INSTRUCTIONS FOR THE TASK =
As the answer, set down the lines below from the one containing "the white cumulus" through the one containing "(1261, 751)", exactly and inclusively, and no others.

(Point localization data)
---------------

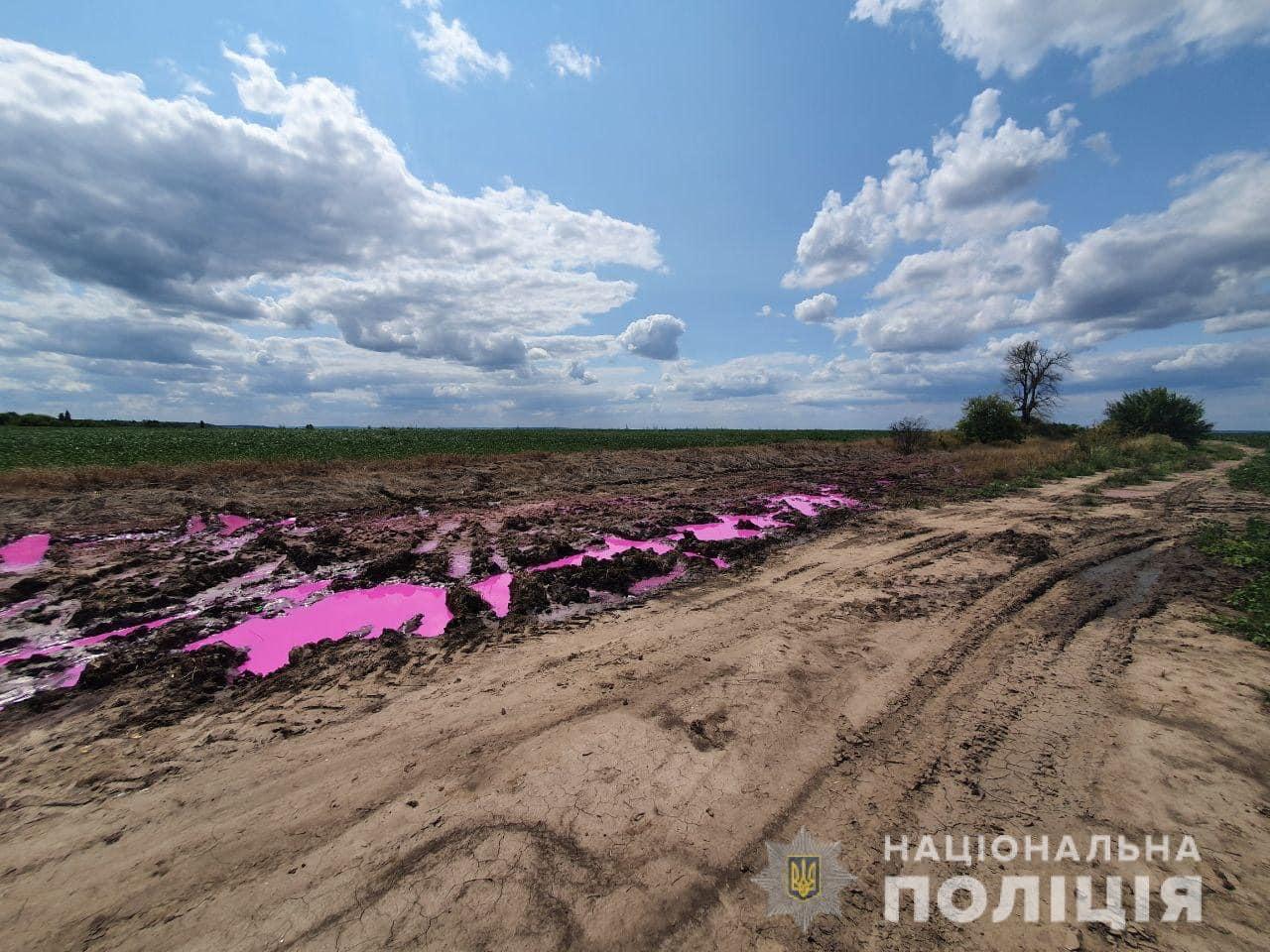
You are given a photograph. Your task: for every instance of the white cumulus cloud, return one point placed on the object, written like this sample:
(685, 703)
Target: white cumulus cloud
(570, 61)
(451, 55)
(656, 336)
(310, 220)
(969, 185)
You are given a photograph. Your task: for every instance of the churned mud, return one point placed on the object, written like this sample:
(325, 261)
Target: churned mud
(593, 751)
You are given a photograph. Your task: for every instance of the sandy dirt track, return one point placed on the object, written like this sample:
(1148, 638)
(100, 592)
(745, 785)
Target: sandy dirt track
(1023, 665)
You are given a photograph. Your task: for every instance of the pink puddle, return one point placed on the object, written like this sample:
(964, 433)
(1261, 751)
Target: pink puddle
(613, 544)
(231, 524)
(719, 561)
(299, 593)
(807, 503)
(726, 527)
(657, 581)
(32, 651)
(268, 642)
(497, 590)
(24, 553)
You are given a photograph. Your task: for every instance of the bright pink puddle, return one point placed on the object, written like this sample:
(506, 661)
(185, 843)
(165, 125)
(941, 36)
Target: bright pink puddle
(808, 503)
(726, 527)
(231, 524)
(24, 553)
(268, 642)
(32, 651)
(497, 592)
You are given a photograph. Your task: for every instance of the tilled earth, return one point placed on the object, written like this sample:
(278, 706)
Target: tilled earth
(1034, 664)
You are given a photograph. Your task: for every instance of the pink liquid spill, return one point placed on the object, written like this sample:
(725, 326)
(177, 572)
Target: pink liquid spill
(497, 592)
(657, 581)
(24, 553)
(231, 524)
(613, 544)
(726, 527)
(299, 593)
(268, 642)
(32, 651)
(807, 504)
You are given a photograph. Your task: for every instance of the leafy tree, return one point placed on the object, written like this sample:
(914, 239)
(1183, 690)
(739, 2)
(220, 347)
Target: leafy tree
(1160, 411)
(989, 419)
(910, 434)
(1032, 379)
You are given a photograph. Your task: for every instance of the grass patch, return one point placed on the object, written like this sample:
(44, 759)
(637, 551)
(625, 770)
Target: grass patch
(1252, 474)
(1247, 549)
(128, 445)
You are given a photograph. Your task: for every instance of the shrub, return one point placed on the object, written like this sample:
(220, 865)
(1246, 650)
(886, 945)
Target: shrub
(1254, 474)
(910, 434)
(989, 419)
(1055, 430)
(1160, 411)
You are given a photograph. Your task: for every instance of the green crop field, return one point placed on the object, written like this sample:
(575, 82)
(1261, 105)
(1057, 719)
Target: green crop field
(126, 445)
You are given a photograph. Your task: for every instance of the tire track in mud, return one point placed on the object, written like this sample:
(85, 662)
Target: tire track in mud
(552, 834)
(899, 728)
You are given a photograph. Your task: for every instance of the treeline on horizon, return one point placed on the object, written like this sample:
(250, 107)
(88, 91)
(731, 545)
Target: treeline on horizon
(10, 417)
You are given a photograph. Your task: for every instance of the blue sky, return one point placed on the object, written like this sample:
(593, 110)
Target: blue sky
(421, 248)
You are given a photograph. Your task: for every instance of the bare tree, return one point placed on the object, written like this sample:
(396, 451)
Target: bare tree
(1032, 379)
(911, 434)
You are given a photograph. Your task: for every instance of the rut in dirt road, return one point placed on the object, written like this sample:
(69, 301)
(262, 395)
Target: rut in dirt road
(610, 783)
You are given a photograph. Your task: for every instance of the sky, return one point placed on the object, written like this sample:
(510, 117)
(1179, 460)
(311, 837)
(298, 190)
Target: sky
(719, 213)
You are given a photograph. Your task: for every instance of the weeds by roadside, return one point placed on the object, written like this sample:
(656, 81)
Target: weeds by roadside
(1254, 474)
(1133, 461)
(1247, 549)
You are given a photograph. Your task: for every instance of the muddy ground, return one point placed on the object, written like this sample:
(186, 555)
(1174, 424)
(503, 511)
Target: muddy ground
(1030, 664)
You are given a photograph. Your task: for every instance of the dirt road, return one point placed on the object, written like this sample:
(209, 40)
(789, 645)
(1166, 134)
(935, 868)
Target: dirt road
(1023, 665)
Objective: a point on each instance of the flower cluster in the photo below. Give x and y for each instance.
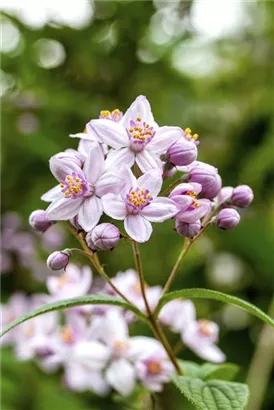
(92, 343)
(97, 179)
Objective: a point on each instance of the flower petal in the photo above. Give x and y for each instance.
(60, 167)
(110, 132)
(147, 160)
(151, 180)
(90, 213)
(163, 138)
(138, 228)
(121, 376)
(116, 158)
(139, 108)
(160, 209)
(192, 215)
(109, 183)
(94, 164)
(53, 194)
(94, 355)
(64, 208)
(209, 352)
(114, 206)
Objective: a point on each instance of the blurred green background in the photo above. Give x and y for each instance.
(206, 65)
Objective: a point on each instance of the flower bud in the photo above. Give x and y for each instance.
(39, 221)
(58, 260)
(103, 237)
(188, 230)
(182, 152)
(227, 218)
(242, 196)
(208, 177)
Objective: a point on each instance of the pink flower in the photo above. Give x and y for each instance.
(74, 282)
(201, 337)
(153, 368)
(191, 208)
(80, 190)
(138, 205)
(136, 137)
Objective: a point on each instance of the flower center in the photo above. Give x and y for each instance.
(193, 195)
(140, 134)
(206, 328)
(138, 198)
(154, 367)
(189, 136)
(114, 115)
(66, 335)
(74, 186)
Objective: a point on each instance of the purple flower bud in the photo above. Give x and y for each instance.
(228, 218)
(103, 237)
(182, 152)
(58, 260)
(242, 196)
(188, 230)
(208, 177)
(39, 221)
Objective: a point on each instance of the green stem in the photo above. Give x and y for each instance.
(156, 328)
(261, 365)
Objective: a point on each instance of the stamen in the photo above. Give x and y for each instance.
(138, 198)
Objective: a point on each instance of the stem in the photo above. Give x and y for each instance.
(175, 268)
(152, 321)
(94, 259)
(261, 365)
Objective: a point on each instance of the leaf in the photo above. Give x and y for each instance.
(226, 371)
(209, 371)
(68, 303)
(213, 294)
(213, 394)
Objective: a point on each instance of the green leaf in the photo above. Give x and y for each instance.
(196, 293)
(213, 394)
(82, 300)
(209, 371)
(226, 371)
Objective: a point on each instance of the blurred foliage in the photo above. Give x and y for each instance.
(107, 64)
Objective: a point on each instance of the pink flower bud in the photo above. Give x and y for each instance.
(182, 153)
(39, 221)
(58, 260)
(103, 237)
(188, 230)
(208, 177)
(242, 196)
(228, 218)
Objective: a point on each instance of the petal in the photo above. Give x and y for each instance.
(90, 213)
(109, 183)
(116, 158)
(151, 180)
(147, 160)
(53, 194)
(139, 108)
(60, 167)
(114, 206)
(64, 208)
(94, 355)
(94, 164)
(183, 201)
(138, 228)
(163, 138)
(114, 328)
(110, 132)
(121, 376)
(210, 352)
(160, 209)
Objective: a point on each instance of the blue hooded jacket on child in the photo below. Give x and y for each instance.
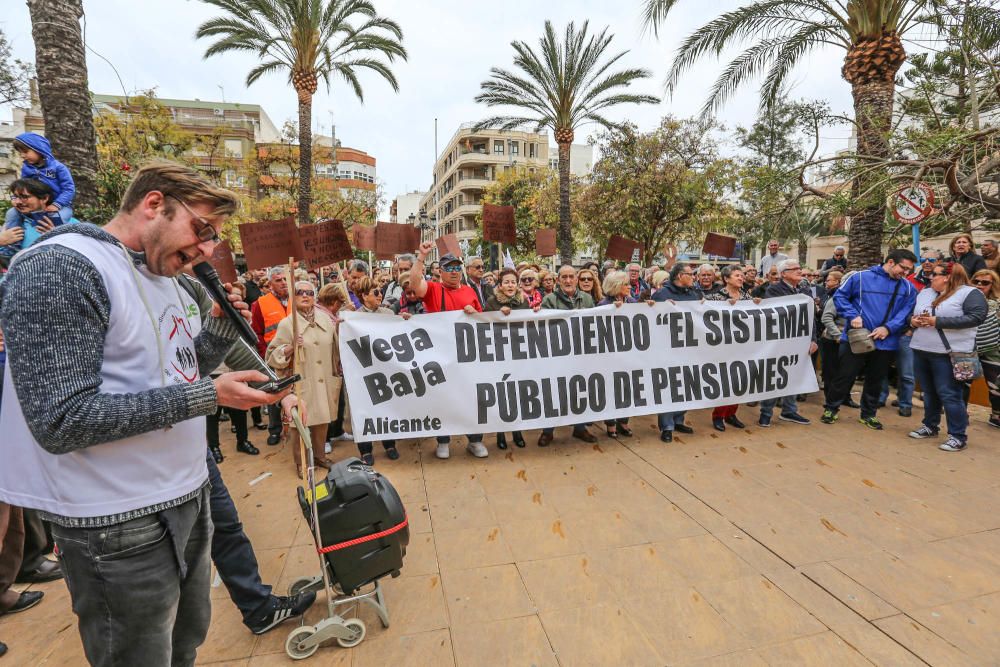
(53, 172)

---------------

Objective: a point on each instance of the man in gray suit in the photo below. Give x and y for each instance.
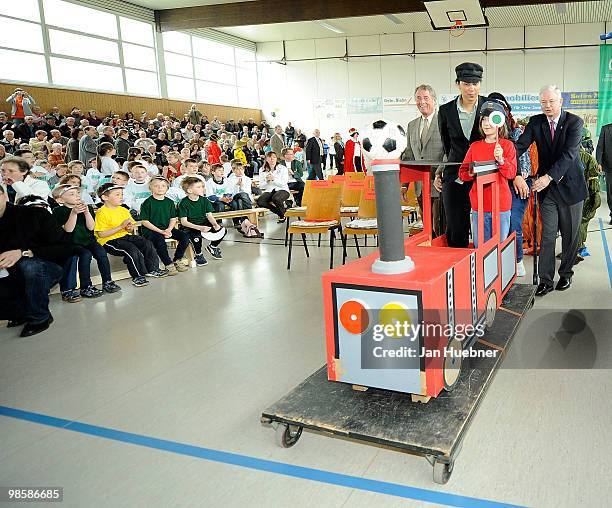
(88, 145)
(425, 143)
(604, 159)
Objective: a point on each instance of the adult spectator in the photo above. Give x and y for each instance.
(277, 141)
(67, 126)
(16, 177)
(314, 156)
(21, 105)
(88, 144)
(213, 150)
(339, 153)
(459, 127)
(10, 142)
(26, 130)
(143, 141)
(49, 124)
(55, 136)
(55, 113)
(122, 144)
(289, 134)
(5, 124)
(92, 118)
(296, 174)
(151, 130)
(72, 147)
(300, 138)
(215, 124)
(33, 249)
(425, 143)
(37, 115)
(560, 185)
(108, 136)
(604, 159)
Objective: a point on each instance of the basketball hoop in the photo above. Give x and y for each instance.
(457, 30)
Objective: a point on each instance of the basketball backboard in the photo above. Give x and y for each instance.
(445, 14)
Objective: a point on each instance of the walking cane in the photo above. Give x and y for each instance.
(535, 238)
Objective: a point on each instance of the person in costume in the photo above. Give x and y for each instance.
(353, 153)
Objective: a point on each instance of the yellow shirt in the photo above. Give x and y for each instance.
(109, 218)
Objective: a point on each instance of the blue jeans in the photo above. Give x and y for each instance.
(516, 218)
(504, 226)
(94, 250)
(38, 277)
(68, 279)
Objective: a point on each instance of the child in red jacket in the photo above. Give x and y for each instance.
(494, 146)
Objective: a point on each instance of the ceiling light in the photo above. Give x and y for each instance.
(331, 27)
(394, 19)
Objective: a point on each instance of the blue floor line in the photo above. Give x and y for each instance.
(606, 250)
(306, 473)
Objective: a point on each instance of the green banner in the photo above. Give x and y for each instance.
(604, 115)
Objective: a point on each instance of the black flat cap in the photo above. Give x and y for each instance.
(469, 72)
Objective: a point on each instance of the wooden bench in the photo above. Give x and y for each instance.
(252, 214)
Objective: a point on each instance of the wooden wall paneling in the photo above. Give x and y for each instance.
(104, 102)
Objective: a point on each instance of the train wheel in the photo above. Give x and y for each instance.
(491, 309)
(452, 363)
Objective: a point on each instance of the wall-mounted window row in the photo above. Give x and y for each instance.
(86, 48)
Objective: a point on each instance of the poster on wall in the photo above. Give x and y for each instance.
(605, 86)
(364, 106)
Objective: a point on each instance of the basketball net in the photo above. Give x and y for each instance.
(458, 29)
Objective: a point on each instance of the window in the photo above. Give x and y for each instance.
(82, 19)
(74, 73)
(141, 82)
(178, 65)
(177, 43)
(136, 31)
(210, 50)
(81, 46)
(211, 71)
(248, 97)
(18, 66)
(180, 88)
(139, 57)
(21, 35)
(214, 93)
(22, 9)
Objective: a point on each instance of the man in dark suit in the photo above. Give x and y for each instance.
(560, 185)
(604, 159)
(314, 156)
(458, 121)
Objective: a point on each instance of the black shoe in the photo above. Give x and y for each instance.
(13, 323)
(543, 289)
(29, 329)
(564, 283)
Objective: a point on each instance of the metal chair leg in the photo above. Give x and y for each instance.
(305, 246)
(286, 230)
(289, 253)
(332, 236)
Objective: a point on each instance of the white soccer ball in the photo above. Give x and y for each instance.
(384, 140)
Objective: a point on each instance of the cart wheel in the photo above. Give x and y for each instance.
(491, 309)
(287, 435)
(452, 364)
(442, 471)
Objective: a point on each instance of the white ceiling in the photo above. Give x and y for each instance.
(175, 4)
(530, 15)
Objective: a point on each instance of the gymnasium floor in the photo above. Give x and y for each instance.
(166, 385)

---------------

SOLUTION =
You are given a photograph. Your task: for every instance of the white cumulus cloud, return one point placed on the object, written like this sample:
(685, 703)
Target: white cumulus cloud
(570, 61)
(451, 55)
(656, 336)
(310, 220)
(969, 185)
You are given a photograph. Your task: for every instance of the churned mud, return one point placed on the object, written like this sample:
(325, 261)
Target: churned mud
(593, 751)
You are given a photograph. Your task: for every instance of the sandy dirt track, return one point placed on the object, written like this sample:
(1148, 638)
(100, 592)
(745, 785)
Target: sandy dirt track
(1023, 665)
You are given a photograph. Your task: for every instance of the pink puddle, return one point placed on the object, written like this sample:
(964, 433)
(1261, 751)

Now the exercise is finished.